PROVIDED PASSAGE section start
Mayor Bowser says she feels response to Metro train incident was quick; expects more details to be

After canceling a scheduled appearance on FOX 5 Thursday to discuss Monday's deadly smoke incident on Metro, D.C. Mayor Muriel Bowser joined us on Friday morning.

"Well, I'm very proud of our brave men and women in the fire department whose responsibility it is to respond to an incident like on Metro in the district. We know that they evacuated 200 people from that tunnel and 86 were transported safely to area hospitals. So I feel very proud of what they're doing," said Bowser.

"Our job, of course, now is to make sure that we know everything that happened," she continued.

Many FOX 5 viewer questions concerning the incident focused on the time it took to get help to people who were on the train.

"Well, we released, my administration released a complete timeline of, I should say, initial timeline, that demonstrates all the calls that we received. What we expect to do today is have a fuller release of information that summarizes what the radio communication was between firefighters at the scene. We know when we got the call to L'Enfant Plaza it was nine minutes to get to L'Enfant Plaza, which is a pretty fast response. What we know less about is that time between when our firefighters arrived there and when they had access - when they were able to get to the train itself. We think that listening to that radio communication will shed some light on that," said the mayor.

Bowser was asked if she thinks something different could have been done concerning the family of Carol Glover, the woman who died as a result of the incident.

"As soon as I had the next of kin information, certainly I reach out to the family, who I'm still trying to reach. But I understand her sister, Ms. Glover's sister, lives in the district, and she may have a brother who has a business in the district. I also, I think the next day spoke to the Governor of Virginia and the Governor and Governor elect of Maryland to talk about what the regional response should be. When we talk about any incidents on Metro, Metro is a regional authority, and all of the things that it needs is going to take a regional response," she said.

"I plan to go, I'm hosting young men to watch Selma down at Gallery Place on Saturday, and we'll be taking the Metro,"she said.

When asked if she thinks it was a satisfactory response, Mayor Bowser said she believes the response was fast.

"I feel we responded to L'Enfant plaza very, very quickly. I'll know more about the 13 minutes between, or 11 minutes, between when our firefighters got there and got to the train. So what's important, and I think what's important for viewers, is we get to the bottom of what happened, first of all with the cause, and we make sure that all of our first responders have the resources that they need to respond, and that's our job. I will tell you, my initial view is that our folks got there very fast," she said.

A viewer question to FOX 5 asked why is there not an emergency response team specifically designed to deal with Metro trains stuck in tunnels full of smoke?

"We got a question about this yesterday," said Bowser, "and our Director of Emergency Management went over the types of training that we have with Metro, and that all the first responders around the region have with Metro. So that training is ongoing and does happen."
PROVIDED PASSAGE section end
DATA BELOW section start
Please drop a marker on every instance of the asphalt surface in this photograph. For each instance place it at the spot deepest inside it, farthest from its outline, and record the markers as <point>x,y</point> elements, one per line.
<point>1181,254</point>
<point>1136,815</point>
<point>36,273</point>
DATA BELOW section end
◆ EXERCISE TASKS
A: List every length of time in minutes that Mayor Bowser mentions in the article on the Metro smoke incident.
B: Write a continuation of the article on the Metro smoke incident, starting after its final sentence.
The material has no connection to the article on the Metro smoke incident.

◆ RESULTS FOR THE EXERCISE
A:
- Nine minutes: the time to get to L'Enfant Plaza after the call.
- 13 minutes and 11 minutes: the two figures she gives for the time between when firefighters got there and when they got to the train.

B:
Bowser also added that all safety information inside the train cars may not been seen by riders and that improvements will be made.

"We're one of the safest cities in the world in terms of being prepared for security events," Mayor Bowser said when asked if she is confident in the city's response and confident that Metro can handle large crowds. "Part of that is because our city, all of our security apparatus and public transportation, is practiced in these national security events and in emergencies, such as what we saw down in the Metro just this past Monday. We also have demonstrated that our units can respond. So what we have to do right now is just look at the incident. See if anything was wrong in the response and make sure we fix it."

The mayor said she does not think the incident will impact events and tourists coming to D.C.

"No, I don't. I think what has been important is first of all, we know that our system carries almost a million people a day - and day in and day out - it does it safely. What I have demonstrated and what is important to me is that we share everything about this incident and make our system even safer."

Mayor Bowser said that more details about the incident should be released in the next day.

"I'm hoping that in the next 24 hours that we'll be able to release an initial phase of that report that flushes out some of that timeline. By next week I've actually asked our Homeland Security Agency to look at all of our agencies that responded - more than the fire department. So there was some question about radio communication - we want to make sure that the quality of radio communication among our firefighters into Metro is good as well. And how we got our people out to hospitals - make sure that's happening as fast as possible. So I expect that at the end of next week."

Training protocols and after action recommendations will also be reviewed, the mayor said.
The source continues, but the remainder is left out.